Beltran De La Torre, 583 S.W.3d at 621. The court remanded the case to this Court with instructions to conduct a harm analysis pursuant to Almanza v. State, 686 S.W.2d 157 (Tex. Crim. App. 1984).

Harm Analysis

The sole issue before us on remand is whether appellant was harmed by the erroneous inclusion of the joint-possession instruction in the jury charge.

A. Standard of Review

The degree of harm necessary to reverse a case based on charge error depends upon whether the error was preserved in the trial court. See Marshall v. State, 479 S.W.3d 840, 843 (Tex. Crim. App. 2016); Almanza, 686 S.W.2d at 171. An erroneous jury charge requires reversal when the defendant has properly objected to the charge and we find "some harm" to his rights. Almanza, 686 S.W.2d at 171; see also TEX. CODE CRIM. PROC. art. 36.19 (providing that judgment shall not be reversed unless error appearing from record was calculated to injure rights of defendant or unless it appears from record that defendant has not had fair and impartial trial). If, however, the defendant does not object to the charge or states that he has no objection to the charge, we will not reverse for charge error unless the record shows "egregious harm" to the defendant. Almanza, 686 S.W.2d at 171.

Because appellant did not object to the erroneous instruction, reversal is required only if the error was "so egregious and created such harm that [appellant] was deprived of a fair and impartial trial." Marshall, 479 S.W.3d at 843; Villarreal v. State, 453 S.W.3d 429, 433 (Tex. Crim. App. 2015); Almanza, 686 S.W.2d at 171.

- Dataset records

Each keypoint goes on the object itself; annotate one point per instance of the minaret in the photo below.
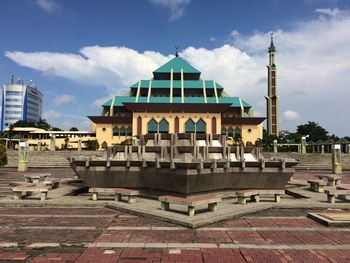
(272, 99)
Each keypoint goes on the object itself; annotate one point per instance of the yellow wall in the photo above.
(170, 117)
(107, 134)
(256, 131)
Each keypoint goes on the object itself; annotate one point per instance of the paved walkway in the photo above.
(95, 234)
(105, 235)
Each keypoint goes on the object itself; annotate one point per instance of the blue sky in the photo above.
(80, 53)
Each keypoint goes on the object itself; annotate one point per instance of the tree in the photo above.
(3, 156)
(314, 130)
(66, 141)
(55, 129)
(92, 145)
(104, 145)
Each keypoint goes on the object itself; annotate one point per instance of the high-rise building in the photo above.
(20, 102)
(272, 98)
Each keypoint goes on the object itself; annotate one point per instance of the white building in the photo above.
(20, 102)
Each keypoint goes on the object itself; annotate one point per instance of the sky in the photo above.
(82, 52)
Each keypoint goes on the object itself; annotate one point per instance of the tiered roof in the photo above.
(176, 82)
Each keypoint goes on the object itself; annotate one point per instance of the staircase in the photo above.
(311, 161)
(48, 159)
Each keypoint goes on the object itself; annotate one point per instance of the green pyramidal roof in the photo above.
(177, 64)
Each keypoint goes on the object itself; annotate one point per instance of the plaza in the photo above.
(74, 228)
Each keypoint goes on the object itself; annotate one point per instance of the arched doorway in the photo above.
(201, 126)
(177, 124)
(164, 126)
(213, 125)
(152, 126)
(139, 125)
(190, 126)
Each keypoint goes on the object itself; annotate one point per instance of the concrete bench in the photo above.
(317, 185)
(191, 203)
(28, 190)
(117, 192)
(277, 193)
(129, 193)
(333, 193)
(35, 177)
(52, 183)
(244, 195)
(254, 195)
(332, 179)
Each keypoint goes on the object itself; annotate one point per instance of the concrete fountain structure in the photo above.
(183, 165)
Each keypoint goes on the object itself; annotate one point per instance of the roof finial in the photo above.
(177, 51)
(272, 47)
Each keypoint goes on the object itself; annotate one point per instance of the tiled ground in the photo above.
(96, 234)
(77, 235)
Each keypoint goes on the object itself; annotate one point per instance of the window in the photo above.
(201, 126)
(163, 126)
(213, 125)
(177, 124)
(8, 100)
(152, 126)
(190, 126)
(10, 92)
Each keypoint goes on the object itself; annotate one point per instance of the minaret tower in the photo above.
(272, 99)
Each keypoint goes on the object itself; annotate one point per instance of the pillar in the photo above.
(79, 144)
(23, 157)
(53, 143)
(275, 146)
(336, 159)
(303, 144)
(39, 146)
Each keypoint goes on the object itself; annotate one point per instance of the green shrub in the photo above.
(249, 143)
(3, 156)
(92, 145)
(104, 145)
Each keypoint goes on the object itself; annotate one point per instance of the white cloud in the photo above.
(49, 6)
(51, 114)
(65, 98)
(313, 61)
(330, 12)
(177, 7)
(290, 115)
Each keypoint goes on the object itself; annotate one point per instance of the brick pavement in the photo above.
(265, 238)
(96, 234)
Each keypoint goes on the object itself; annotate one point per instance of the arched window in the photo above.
(164, 126)
(201, 126)
(116, 131)
(128, 131)
(122, 131)
(237, 131)
(177, 125)
(224, 131)
(190, 126)
(152, 126)
(230, 131)
(139, 125)
(213, 125)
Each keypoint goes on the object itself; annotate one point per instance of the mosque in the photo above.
(178, 100)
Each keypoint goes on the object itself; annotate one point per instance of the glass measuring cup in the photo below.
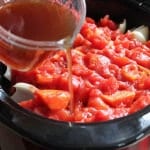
(31, 28)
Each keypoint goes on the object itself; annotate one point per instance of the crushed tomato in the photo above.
(111, 76)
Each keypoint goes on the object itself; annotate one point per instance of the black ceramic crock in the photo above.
(112, 134)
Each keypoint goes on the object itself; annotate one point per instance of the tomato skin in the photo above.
(97, 103)
(53, 99)
(120, 98)
(110, 76)
(140, 103)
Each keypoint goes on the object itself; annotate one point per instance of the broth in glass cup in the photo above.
(29, 29)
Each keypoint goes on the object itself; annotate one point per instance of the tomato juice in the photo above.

- Set of tasks
1. Duplicate everything in the court opinion from "Beltran De La" down to "Crim. App. 1984).".
2. Set down the rows exactly, everything from the line containing "skin in the photo above." down to the final row, both included.

- In response
1.
Beltran De La Torre, 583 S.W.3d at 621. The court remanded the case to this Court with instructions to conduct a harm analysis pursuant to Almanza v. State, 686 S.W.2d 157 (Tex. Crim. App. 1984).

2.
Each keypoint goes on the object itself; annotate one point per instance of the tomato skin in the photo above.
(97, 103)
(53, 99)
(120, 98)
(110, 76)
(140, 103)
Each keypoint goes on the object itself; annotate one point per instance of the broth in glass cup in the photo above.
(29, 29)
Each keypoint goes on the object itself; annotate one point per instance of the tomato juice in the photo above.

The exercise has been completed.